RECORDS FOR PROCESSING:

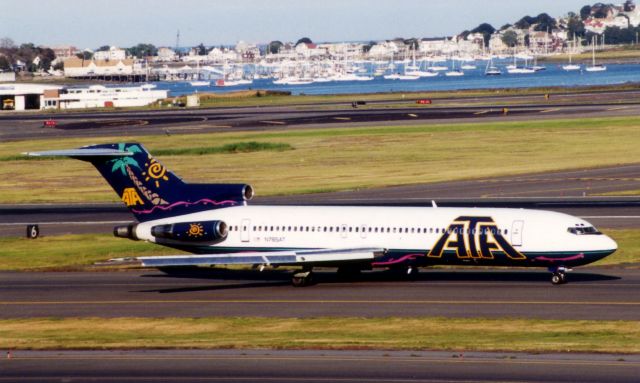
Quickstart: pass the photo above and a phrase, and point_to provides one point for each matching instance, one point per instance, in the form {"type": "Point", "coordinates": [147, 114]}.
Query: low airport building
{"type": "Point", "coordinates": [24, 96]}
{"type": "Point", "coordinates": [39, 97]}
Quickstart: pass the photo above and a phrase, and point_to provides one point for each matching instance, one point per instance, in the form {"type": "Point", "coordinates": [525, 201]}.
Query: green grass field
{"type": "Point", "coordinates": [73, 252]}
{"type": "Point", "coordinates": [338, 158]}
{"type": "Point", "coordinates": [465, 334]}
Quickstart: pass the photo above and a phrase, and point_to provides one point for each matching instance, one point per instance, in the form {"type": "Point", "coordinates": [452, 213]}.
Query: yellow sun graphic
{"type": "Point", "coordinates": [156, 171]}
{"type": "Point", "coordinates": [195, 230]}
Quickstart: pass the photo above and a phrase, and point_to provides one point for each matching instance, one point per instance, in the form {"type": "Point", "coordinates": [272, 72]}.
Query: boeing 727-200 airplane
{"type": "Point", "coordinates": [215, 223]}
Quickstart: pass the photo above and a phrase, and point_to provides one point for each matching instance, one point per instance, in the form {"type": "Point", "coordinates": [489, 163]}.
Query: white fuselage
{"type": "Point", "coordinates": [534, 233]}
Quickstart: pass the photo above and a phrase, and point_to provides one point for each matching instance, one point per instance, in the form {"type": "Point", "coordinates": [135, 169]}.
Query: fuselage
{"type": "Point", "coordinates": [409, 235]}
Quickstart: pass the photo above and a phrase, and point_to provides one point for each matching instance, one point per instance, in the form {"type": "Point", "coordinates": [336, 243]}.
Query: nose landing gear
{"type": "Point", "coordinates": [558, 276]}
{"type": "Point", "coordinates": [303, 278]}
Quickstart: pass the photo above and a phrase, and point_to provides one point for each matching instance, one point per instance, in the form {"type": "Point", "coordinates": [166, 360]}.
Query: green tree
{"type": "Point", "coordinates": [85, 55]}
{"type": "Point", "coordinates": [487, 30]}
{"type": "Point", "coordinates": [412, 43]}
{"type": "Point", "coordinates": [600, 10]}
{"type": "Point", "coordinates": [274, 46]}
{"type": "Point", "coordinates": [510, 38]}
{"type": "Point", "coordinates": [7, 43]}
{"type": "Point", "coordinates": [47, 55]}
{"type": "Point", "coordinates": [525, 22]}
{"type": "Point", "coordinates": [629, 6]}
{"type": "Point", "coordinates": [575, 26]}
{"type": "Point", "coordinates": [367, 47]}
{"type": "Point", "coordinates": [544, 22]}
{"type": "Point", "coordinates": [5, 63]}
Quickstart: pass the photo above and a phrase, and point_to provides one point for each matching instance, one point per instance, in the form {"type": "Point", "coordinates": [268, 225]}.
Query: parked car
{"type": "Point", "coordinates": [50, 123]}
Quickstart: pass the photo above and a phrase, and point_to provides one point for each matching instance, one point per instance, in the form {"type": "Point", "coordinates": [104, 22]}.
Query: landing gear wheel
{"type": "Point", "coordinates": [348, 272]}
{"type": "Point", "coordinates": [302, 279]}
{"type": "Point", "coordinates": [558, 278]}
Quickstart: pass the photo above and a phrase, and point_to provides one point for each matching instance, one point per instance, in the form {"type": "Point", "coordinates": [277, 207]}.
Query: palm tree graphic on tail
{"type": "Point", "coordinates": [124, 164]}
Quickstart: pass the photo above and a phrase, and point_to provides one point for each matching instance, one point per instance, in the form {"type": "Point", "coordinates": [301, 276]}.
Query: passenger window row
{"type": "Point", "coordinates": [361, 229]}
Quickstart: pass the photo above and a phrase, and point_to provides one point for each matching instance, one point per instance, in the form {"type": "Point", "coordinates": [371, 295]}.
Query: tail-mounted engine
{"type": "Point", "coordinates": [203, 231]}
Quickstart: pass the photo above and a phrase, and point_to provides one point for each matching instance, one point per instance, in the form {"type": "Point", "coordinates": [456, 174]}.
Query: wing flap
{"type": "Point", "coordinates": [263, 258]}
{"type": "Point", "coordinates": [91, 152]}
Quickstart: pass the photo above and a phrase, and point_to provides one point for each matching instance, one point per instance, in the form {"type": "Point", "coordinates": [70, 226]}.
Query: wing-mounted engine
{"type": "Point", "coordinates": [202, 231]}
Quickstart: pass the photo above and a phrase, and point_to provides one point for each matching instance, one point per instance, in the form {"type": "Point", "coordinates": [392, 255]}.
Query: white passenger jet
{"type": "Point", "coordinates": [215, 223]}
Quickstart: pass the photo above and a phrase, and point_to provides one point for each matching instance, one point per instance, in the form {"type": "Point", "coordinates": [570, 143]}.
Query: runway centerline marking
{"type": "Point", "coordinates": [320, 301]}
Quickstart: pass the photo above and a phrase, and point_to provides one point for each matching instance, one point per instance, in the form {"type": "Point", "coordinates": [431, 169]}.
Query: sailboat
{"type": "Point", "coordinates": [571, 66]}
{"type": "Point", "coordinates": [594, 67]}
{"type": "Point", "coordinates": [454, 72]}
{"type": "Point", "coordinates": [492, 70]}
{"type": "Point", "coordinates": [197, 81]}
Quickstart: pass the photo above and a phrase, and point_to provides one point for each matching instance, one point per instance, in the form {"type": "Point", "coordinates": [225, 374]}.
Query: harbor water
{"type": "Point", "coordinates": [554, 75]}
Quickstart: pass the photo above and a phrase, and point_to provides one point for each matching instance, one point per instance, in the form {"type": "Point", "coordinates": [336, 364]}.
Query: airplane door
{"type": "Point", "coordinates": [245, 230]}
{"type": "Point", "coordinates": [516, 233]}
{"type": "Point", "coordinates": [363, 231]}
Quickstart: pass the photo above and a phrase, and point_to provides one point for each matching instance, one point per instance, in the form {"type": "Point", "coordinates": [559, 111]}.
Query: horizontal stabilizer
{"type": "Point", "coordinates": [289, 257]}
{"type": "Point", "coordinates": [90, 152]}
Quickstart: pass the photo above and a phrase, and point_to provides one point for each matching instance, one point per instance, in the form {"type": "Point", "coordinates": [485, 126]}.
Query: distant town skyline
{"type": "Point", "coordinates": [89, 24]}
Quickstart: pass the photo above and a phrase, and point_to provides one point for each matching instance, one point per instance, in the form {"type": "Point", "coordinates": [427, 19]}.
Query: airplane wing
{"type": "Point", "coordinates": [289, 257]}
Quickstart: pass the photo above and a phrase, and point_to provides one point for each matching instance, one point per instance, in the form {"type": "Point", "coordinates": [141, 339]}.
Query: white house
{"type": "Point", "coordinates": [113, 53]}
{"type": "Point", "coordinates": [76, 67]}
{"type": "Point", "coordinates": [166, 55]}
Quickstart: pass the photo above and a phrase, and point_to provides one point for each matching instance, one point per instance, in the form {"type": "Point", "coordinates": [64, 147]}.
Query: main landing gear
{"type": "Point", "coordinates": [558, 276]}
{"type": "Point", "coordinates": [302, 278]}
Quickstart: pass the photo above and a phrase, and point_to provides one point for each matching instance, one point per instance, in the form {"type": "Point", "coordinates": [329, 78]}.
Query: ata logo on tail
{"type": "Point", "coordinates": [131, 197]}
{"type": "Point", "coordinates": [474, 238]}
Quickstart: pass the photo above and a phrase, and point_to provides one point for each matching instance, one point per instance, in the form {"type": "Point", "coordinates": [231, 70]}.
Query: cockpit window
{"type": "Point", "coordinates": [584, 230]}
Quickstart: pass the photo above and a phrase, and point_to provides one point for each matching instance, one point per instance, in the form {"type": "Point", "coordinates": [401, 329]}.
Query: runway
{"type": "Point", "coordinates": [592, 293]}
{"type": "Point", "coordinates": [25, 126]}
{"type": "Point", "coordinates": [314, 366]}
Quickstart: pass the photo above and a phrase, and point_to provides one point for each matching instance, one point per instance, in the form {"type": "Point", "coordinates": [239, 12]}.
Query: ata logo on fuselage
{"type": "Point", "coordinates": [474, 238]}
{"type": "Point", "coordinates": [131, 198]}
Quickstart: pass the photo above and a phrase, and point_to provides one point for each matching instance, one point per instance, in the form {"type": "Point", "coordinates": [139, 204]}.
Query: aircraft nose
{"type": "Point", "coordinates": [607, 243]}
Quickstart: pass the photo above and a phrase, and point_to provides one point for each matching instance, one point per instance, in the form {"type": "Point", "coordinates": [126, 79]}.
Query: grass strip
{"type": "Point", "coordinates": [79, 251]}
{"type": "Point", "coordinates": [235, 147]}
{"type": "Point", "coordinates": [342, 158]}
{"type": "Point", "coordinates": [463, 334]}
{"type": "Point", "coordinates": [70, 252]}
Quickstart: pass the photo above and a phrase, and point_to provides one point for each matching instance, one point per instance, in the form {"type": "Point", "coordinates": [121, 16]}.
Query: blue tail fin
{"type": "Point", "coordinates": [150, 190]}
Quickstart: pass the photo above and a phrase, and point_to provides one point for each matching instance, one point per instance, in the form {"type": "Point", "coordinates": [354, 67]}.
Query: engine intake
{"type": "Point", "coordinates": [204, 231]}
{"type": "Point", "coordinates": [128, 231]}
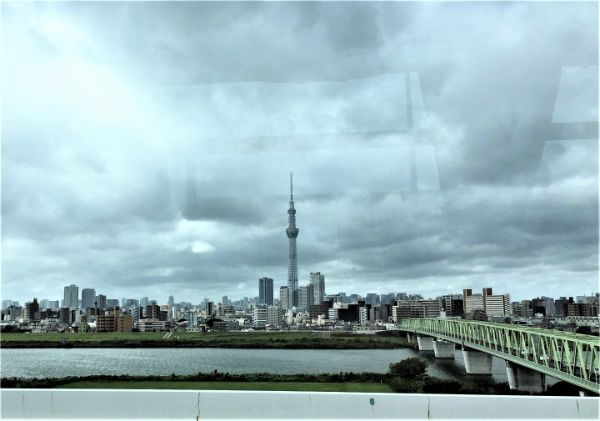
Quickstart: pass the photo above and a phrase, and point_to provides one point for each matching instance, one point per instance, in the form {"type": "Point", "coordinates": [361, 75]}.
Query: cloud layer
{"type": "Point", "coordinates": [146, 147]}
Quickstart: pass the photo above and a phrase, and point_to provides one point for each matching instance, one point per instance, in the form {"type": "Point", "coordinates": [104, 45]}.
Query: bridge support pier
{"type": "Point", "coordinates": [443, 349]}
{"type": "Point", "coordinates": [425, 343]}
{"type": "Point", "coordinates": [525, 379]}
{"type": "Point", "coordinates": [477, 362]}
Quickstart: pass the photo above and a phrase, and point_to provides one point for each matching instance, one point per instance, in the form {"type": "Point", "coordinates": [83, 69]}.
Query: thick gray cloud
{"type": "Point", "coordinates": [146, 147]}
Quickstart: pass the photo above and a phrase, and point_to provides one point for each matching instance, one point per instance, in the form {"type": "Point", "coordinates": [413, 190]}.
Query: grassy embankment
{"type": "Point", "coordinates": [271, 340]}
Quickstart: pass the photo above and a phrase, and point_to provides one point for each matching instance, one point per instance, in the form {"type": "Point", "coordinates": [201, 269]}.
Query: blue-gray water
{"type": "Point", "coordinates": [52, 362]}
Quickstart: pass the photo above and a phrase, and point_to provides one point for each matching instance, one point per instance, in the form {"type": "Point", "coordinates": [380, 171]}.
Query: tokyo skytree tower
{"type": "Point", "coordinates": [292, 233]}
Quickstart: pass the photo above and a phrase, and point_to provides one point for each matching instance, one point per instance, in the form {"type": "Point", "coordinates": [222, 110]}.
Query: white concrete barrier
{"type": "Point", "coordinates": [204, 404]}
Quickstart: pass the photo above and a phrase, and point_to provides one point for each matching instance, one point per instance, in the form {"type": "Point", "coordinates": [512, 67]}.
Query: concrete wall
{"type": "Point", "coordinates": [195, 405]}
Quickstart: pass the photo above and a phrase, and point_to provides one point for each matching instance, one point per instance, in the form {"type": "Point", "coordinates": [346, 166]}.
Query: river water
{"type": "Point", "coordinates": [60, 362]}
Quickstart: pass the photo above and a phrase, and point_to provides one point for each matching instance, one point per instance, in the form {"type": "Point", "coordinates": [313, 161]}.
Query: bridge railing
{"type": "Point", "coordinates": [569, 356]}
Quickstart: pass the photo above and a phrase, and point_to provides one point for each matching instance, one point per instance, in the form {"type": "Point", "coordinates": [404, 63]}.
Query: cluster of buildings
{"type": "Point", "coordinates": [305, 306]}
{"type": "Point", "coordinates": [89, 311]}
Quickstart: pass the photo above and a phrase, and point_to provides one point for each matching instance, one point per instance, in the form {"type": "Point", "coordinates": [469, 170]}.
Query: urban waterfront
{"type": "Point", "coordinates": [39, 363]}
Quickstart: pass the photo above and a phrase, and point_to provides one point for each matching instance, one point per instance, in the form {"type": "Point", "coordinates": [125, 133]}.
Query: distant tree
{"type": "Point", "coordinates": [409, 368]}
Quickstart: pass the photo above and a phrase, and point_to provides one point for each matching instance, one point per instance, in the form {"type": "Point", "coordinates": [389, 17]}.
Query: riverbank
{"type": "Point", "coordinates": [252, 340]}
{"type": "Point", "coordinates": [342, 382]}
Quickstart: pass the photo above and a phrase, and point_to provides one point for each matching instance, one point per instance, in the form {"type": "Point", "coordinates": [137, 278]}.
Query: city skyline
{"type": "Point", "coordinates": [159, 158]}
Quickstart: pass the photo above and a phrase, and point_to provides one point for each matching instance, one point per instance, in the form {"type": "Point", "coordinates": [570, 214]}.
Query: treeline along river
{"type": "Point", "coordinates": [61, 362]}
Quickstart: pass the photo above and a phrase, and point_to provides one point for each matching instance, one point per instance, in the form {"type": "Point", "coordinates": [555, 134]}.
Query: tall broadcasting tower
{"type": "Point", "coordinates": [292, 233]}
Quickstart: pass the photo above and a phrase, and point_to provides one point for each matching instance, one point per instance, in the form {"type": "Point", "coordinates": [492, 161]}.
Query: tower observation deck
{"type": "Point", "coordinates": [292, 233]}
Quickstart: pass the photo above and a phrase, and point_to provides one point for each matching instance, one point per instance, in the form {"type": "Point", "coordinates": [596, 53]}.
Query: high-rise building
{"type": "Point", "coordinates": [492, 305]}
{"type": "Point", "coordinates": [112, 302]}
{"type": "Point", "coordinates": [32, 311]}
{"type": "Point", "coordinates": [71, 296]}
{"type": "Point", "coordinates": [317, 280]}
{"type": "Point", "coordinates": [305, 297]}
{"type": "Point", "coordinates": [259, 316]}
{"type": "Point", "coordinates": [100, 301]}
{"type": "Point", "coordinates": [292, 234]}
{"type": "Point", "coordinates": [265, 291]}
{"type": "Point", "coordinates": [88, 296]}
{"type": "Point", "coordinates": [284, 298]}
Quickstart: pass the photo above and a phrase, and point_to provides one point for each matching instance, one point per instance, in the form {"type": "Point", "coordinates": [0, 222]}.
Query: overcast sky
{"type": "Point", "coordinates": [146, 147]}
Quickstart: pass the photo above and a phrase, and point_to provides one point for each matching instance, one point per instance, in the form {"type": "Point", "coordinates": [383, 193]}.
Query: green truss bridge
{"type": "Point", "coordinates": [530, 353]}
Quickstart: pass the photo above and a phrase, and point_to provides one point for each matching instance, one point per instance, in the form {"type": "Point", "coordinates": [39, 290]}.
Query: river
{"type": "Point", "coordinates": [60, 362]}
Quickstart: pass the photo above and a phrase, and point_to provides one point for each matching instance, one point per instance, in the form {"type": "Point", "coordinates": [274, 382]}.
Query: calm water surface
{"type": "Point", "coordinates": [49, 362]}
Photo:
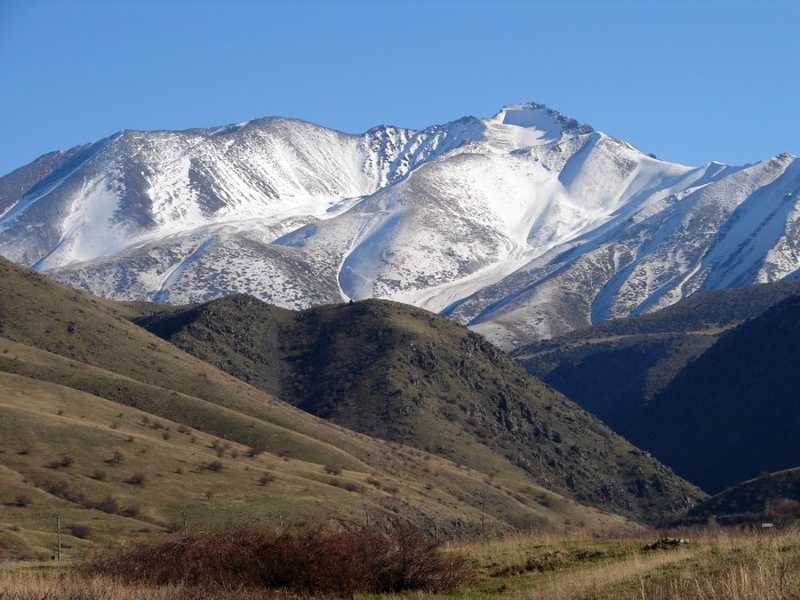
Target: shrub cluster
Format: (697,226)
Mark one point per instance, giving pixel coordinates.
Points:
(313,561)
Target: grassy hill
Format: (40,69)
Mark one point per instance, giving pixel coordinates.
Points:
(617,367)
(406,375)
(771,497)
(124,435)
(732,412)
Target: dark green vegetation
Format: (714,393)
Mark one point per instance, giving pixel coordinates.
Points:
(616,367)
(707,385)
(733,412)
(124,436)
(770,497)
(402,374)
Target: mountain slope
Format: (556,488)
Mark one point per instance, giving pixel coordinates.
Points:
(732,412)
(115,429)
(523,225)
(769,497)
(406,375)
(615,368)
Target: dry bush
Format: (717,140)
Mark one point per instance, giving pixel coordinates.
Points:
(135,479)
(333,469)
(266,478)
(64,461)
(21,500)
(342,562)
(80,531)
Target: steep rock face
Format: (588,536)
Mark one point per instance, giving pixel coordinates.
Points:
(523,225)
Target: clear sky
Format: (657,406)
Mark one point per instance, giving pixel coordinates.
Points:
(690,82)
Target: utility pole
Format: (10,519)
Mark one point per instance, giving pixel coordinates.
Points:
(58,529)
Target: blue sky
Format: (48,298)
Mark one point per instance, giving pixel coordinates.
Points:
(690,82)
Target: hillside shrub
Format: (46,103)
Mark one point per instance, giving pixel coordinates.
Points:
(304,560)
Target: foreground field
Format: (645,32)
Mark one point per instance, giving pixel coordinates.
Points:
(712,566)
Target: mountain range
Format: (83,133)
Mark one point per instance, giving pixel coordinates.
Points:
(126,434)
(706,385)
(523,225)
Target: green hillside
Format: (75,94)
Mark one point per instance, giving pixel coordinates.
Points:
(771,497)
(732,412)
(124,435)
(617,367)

WHAT YOU WILL DO: Could you repeat the records word for word, starting at their beginning and going on through the line with "Query: low airport building", leaving the pictures out of your answer?

EXPECTED OUTPUT:
Quickstart: pass the photo above and a phrase, and point_to provides one point for each matching instance, one point per instance, in the form {"type": "Point", "coordinates": [147, 114]}.
Query: low airport building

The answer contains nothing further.